▶ The tasks:
1: From the court excerpt, list each police rank the claimant held and the year he reached it.
2: Continue the court excerpt, not the data, starting after its last sentence.

▶ Page:
/---

The claimant filed the reply to the respondents’ memorandum of response on 10.4.2013. The claimant also filed his affidavits to support his pleadings together with relevant documents. On 10.04.2013, the claimant filed volume I, volume II and volume III of lists and copies of his documents. On 22.04.2013, the claimant filed a further list and copies of documents. On 21.06.2013, the claimant filed a notice of motion together with his supporting affidavit seeking to amend the prayers in the memorandum of claim and leave was granted on 4.7.2013 for the claimant to adapt the prayers as set out in the notice of motion. The court has perused the prayers and considers that they are substantially similar to the prayers made in the memorandum of claim. The claimant further filed on 3.07.2013 a document headed “Executive Summary” and which he adopted as his final submissions as he opted to rely on the filed documents and not to give oral testimony to urge his case.
Learned Senior Litigation Counsel for the respondents Mr. E.N. Njuguna opted to rely on documents on record and filed the respondents’ submissions on 26.11.2013.
The claimant was employed as a police constable on 19.07.1971. In 1983, he was promoted to the rank of Chief Inspector and in 1996 to the gazetted rank of Superintendent.
In October, the claimant was posted to Mwingi Police Division as the Deputy Officer Commanding Police Division and in November, he was appointed the acting Officer Commanding Police Division, Mwingi. In that capacity, he was the District Security Committee’s secretary responsible for implementing decisions of the Committee. In December 2000, it was the claimant’s case, some Somali herdsmen invaded inhabitants of his area of jurisdiction and it fell upon him to implement the Committee’s decision to flush out the herdsmen and their thousands of camels. Despite request for funds from the Commissioner of Police at Vigilance House in Nairobi to carry out the operation orders to flush out the herdsmen, the claimant did not receive the funds. The claimant, therefore, took initiative in consultation with the District Accountant’s Office to mobilize necessary funds from the local traders and the police officers involved were accorded sufficient supplies. The Police Department subsequently availed the funds in May of 2001 and all debts accruing to the local traders were defrayed and allowances due paid to the police officers involved through the District Treasury. The claimant’s further case was that the Commissioner of Police issued the Force Order No. 1 of 2001 prescribing training events which were carried out in Embu and the expenditure paid through the District Treasury.
On 17.05.2001, the claimant received a posting letter from Mwingi to Embu as a Staff Officer Quarter Master. He handed over and the relevant handing over report was executed as required and he proceeded as redeployed. On 29.06.2001, he was arrested by the Provincial Criminal Investigation Officer, Eastern Province and later released as the investigations did not establish his culpability. Subsequently, the investigations continued and the claimant recorded cautionary statements including on 5.08.2001.

\---

▶ Information provided:
/---

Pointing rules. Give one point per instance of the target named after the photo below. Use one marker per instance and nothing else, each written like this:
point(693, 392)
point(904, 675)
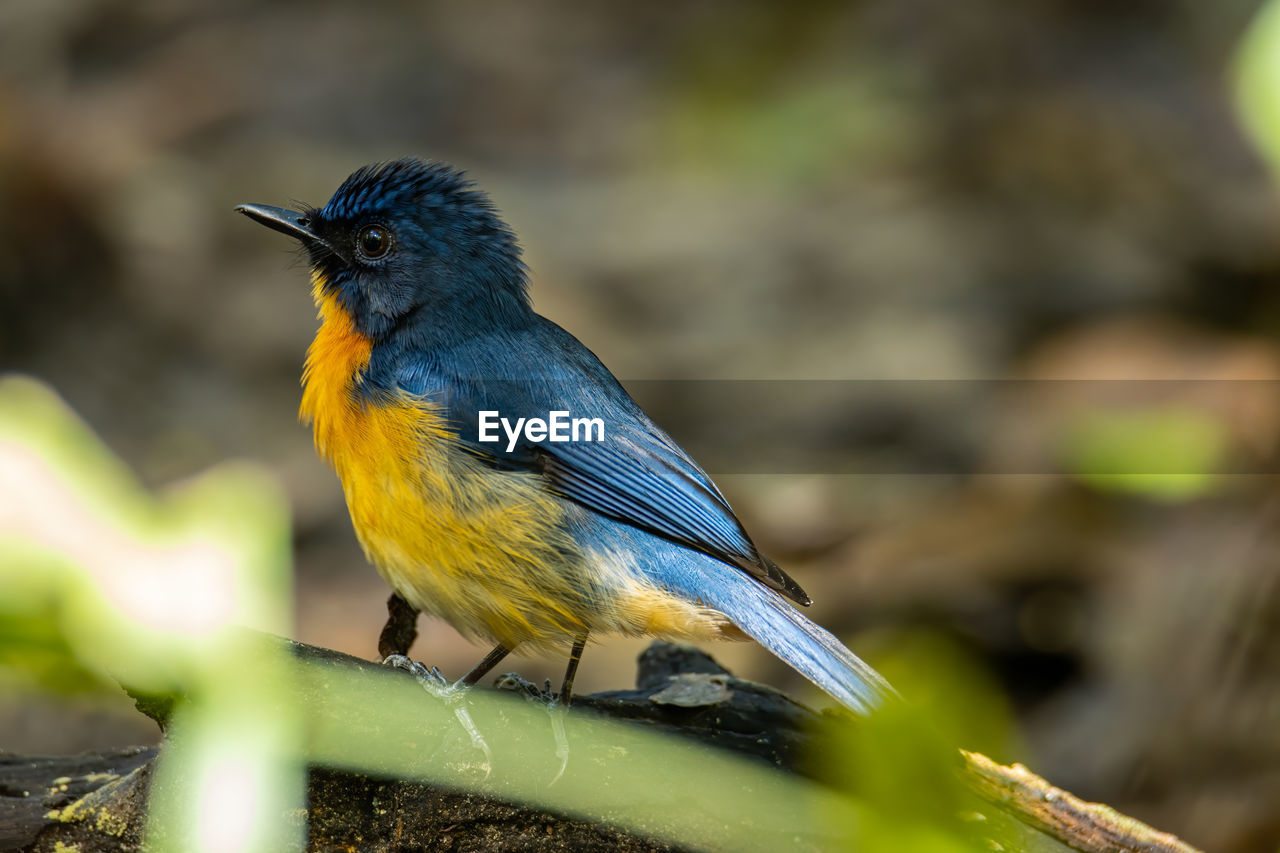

\---

▶ Responses per task:
1:
- Police constable: 1971 (employed on 19.07.1971)
- Chief Inspector: 1983
- Superintendent: 1996

2:
The claimant was later deployed to Vigilance House, Nairobi in May, 2004. He was summoned to Embu on 12.10.2004 and bonded to appear in court on 19.10.2004 in criminal case No. 3034 of 2004 latter consolidated with No. 1309 of 2004 in Senior Principal Magistrate Court at Embu. The claimant was charged with the offences of stealing by persons employed in the public service contrary to section 280 of the Penal Code; 3 counts of false claims by persons employed in the public service contrary to section 100 of the Penal Code; and 2 counts of stealing by persons employed in the public service contrary to section 280 of the Penal Code. Prior to the institution of the criminal proceedings, the investigations had taken 3 years and the trial took 8 years. The claimant was acquitted in the criminal proceedings as per exhibit MKM13 after a full hearing. The trial magistrate found that the witnesses who testified had established that the payment vouchers went through processing properly in accordance with the Government procedures and as such the prosecution had failed to prove the case and the accused persons including the claimant were acquitted on all the three charges.
Consequential to the criminal charges, the claimant was interdicted from the police service verbally on 22.10.2004 with effect from 19.10.2004. The interdiction was verbal and conveyed to the claimant by the Deputy Commissioner of Police in charge of complaints and customer care. Exhibit MK11 (a) is the internal memorandum conveying the verbal interdiction and exhibit MK 11(b) is the letter dated 18. 03.2011 addressed to the claimant.
The letter lifting the interdiction stated that the interdiction had been lifted with effect from 19.10.2004, the effective date of the interdiction, and in view of the acquittal in the criminal case. The letter continued to state, thus:
“The Commissioner of Police has further noted that you attained the then mandatory retirement age of 55 years on 27.9.2007. Your effective retirement date will be 28/9/2007. You will therefore forward to this Headquarters the following documents to enable the processing of your final dues:
GEORGE K.O. OMWOYO
FOR: COMMISSIONER OF POLICE”
The claimant wrote to the 1st and 2nd respondents the letter dated 22.03.2011 and raised the following pertinent concerns:
The claimant’s case was that he was irregularly retired effective 27.09.2007 when he attained 55 years of age instead of being allowed to retire on 27.09.2012 upon attaining 60 years of age and in accordance with the new civil service retirement age of 60 years. It was his evidence in exhibit MKM14 that in October 2004, his last gross monthly pay was Kshs.51,170.00.
The court has considered the pleadings, the affidavits and documents on record and the submissions made. The following are the key issues for determination:
On the first issue, the respondents submitted that interdiction was a temporary measure pending finalization of the investigations into the alleged misconduct. The respondents urged the court to take judicial notice that the communication by way of a signal or internal memorandum as was read to the claimant to convey the interdiction was the commonest and quickest way of communicating in disciplined forces like the police service. Further, it was true that the investigations in view of the interdiction took place. Thus, the interdiction was procedural or regular.
The claimant has taken issue and submitted that he was not given the interdiction letter and it was suspect and improper for the letter lifting the interdiction to have referred to the letter imposing the interdiction but in fact never delivered to the claimant.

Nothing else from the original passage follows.